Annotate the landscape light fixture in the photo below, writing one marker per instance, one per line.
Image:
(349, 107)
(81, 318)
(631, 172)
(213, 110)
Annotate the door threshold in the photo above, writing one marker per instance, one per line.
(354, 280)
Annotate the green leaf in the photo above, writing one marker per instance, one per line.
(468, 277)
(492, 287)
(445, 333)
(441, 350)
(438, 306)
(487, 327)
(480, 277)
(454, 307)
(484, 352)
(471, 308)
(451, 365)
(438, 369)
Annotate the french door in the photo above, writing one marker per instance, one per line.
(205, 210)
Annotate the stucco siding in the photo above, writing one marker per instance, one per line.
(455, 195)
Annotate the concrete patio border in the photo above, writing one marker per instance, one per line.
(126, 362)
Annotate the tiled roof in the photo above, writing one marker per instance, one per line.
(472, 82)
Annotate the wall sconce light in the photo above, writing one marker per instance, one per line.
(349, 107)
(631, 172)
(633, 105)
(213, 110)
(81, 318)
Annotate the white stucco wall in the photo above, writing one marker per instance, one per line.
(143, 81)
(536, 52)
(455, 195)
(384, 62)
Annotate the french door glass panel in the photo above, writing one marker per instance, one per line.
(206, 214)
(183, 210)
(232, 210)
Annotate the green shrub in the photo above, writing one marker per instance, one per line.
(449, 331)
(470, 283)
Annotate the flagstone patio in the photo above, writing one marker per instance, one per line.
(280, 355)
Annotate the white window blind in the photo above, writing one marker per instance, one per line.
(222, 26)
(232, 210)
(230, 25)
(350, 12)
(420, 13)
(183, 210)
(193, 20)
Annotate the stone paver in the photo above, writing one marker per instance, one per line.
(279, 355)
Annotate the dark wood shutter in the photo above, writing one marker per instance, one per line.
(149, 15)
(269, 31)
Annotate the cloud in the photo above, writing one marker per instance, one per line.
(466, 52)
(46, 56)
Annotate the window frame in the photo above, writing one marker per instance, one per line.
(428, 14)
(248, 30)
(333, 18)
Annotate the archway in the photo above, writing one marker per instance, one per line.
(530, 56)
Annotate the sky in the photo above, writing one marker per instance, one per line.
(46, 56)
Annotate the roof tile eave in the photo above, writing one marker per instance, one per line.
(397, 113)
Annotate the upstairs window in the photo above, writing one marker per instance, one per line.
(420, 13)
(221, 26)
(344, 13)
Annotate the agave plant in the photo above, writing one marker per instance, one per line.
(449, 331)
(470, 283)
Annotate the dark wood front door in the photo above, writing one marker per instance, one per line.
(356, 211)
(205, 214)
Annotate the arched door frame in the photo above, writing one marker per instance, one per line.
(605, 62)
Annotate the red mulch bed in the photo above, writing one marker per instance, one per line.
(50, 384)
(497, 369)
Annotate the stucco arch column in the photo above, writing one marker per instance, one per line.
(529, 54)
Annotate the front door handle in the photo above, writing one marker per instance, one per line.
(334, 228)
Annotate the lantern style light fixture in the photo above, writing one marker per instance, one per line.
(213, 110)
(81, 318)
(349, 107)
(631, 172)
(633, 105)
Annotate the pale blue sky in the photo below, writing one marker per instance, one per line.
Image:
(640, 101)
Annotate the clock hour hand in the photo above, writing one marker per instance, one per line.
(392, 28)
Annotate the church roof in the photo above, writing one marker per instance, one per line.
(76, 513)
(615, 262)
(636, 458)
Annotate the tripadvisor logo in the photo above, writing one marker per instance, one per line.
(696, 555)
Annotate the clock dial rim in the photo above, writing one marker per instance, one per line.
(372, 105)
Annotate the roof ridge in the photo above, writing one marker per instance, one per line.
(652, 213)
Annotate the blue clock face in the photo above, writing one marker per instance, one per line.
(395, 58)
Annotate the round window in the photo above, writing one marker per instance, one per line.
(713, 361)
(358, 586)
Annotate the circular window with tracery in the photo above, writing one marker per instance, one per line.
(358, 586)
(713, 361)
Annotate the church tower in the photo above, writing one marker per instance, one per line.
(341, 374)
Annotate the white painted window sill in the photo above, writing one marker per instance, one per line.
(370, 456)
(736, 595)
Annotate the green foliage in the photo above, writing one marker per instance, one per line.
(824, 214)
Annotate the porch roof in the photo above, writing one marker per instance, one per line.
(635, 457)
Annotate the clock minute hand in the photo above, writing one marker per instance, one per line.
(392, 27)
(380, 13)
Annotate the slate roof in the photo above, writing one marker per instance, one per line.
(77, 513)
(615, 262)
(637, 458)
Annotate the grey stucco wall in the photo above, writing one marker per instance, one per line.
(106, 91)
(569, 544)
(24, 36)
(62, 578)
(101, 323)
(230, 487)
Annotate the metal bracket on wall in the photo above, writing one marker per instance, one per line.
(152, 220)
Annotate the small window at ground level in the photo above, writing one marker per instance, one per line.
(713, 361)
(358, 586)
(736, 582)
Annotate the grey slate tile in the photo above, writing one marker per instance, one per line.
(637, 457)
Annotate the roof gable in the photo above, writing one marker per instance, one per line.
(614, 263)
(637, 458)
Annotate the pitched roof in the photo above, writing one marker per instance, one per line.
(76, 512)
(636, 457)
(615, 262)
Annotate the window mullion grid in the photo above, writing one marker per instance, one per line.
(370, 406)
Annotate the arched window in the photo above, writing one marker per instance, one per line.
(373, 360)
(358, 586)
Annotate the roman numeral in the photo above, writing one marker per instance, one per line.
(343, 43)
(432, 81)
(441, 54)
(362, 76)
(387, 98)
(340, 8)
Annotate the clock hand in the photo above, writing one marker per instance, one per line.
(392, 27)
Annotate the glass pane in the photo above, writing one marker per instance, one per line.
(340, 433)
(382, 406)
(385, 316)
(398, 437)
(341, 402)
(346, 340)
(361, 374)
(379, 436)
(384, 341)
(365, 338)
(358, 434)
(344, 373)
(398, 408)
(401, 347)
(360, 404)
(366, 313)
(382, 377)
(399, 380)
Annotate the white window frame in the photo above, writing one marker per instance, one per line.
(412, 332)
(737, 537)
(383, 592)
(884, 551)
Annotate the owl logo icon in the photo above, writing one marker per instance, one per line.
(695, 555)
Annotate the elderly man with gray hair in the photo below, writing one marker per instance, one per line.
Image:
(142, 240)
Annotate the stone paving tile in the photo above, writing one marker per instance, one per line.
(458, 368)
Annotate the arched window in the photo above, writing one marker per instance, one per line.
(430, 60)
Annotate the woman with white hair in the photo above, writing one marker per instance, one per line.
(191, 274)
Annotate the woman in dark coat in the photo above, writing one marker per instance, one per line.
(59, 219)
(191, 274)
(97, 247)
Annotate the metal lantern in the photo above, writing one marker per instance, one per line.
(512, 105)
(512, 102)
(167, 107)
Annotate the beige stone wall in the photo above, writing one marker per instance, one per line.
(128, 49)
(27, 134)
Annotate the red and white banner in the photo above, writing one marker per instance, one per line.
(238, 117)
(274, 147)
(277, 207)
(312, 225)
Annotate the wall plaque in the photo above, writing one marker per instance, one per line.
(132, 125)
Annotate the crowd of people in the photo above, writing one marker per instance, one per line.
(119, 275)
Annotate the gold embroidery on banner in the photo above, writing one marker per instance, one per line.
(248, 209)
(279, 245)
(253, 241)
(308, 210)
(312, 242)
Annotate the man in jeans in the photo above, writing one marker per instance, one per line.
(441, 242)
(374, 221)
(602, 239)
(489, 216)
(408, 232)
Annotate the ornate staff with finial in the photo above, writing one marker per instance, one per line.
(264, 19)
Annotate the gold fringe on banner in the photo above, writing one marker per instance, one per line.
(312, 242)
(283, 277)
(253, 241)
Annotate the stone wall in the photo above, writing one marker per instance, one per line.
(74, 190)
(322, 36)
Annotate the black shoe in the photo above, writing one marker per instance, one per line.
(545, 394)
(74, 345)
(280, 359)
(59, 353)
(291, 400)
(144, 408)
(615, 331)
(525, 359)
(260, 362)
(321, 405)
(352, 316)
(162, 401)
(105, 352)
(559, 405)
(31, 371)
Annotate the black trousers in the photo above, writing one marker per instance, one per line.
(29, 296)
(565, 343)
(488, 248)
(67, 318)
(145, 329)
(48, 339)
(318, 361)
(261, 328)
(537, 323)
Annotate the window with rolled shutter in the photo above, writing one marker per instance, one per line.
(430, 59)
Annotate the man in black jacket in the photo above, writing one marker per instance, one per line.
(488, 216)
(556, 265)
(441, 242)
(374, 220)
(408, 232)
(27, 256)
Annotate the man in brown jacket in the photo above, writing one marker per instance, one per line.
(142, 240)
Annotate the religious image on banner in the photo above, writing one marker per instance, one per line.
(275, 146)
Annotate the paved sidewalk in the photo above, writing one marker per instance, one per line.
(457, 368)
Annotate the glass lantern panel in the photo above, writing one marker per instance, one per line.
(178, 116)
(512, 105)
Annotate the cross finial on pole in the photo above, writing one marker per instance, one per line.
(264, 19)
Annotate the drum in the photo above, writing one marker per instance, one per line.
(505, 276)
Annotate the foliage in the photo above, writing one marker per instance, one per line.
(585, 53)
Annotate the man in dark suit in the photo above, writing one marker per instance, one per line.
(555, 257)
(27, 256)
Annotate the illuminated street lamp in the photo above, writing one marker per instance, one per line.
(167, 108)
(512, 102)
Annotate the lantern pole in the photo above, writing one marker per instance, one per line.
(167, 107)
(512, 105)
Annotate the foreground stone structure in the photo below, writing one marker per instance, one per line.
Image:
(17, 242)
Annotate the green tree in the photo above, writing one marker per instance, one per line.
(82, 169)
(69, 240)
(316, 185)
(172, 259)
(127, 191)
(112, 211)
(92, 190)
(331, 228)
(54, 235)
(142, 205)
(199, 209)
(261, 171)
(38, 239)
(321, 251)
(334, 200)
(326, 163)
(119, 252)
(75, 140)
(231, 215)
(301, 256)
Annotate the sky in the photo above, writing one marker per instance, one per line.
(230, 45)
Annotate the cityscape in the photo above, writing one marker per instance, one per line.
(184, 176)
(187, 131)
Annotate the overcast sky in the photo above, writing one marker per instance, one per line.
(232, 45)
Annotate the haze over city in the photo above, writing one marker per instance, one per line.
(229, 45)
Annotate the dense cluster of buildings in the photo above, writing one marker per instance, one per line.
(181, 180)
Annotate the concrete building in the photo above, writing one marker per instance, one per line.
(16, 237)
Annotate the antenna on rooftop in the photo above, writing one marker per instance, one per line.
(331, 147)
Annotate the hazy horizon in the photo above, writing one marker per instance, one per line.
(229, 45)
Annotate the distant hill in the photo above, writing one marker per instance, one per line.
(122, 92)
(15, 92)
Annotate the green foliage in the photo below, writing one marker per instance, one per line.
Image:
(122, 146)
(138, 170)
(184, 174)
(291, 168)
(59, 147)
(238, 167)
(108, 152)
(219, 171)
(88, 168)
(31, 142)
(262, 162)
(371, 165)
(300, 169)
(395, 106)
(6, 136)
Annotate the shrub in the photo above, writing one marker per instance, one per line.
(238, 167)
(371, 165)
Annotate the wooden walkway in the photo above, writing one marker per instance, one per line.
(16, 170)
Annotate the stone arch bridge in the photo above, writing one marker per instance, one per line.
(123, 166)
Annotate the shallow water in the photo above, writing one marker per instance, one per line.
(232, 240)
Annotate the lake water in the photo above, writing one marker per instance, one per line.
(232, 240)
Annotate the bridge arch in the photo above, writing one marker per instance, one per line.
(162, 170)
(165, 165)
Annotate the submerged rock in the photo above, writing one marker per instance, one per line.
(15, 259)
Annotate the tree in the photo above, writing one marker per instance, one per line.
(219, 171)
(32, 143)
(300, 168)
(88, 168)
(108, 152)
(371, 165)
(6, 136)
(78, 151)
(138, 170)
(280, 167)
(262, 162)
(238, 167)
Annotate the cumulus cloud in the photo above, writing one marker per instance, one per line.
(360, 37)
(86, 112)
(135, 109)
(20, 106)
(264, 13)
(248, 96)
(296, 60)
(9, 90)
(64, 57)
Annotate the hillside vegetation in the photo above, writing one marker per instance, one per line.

• • • • •

WHAT NEEDS TO BE DONE: Quote only the lines from the line containing "Annotate the stone arch" through the end of the entries, keeping the first and the last.

RESPONSE TO THE EXERCISE:
Annotate the stone arch bridge in the photo above, writing one marker per instance, one per line.
(123, 166)
Annotate the shallow water in the photo above, writing one marker per instance, one per line.
(232, 240)
Annotate the lake water in the photo above, writing one marker per instance, one per line.
(232, 240)
Annotate the bridge arch in the photo above, writing one marker per instance, one per line.
(162, 170)
(165, 165)
Annotate the submerged rock in the photo above, writing one marker per instance, one per line.
(15, 259)
Annotate the tree in the photo above, writing one marker per instance, one per line.
(219, 171)
(32, 143)
(300, 168)
(88, 168)
(108, 152)
(371, 165)
(6, 136)
(78, 151)
(138, 170)
(280, 167)
(262, 162)
(238, 167)
Annotate the cumulus cloud in the photo above, writing one marker per instance, one per line.
(360, 37)
(86, 112)
(135, 109)
(20, 106)
(264, 13)
(248, 96)
(296, 60)
(9, 90)
(64, 57)
Annotate the hillside vegetation in the photo above, writing one marker per instance, one per line.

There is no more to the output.